* [Required work] Reproduce only the items from the line with "Detect all occurrences of bare" up to and including the line with "[213,73,719,664]", substituting "brick" for every "stone" and leaving all else unchanged.

+++ Records supplied

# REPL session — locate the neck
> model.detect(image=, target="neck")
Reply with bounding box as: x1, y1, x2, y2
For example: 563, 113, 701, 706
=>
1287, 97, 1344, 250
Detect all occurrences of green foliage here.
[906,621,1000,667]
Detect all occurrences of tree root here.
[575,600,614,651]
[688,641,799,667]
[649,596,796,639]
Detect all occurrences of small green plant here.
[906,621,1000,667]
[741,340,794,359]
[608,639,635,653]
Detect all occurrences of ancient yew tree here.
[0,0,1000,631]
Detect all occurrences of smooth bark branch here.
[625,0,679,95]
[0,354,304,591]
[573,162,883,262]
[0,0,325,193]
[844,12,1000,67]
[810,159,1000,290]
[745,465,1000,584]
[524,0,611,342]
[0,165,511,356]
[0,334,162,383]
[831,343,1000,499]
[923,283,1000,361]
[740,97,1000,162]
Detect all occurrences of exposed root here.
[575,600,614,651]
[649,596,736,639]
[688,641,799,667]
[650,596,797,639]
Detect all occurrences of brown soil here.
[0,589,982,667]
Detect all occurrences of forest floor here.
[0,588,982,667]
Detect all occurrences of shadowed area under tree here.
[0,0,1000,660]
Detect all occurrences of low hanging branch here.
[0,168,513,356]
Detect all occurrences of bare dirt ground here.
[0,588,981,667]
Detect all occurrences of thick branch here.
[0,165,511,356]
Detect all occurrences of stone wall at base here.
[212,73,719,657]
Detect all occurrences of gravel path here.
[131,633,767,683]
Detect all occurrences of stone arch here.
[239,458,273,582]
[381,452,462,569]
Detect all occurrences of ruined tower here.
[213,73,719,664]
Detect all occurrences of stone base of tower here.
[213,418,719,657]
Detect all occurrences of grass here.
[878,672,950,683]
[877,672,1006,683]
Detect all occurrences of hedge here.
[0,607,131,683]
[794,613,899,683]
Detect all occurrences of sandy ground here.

++++++

* [Result of the task]
Detect all occurrences of bare dirt ground here.
[0,588,981,667]
Detect all occurrences of thick branch here.
[0,165,511,356]
Detect all occurrences of brick wall at base here.
[212,73,719,657]
Detect all occurrences of gravel path here.
[131,633,767,683]
Detect all occurrences of brick arch here.
[239,458,273,582]
[381,452,462,569]
Detect all occurrences of ruined tower here.
[213,73,719,664]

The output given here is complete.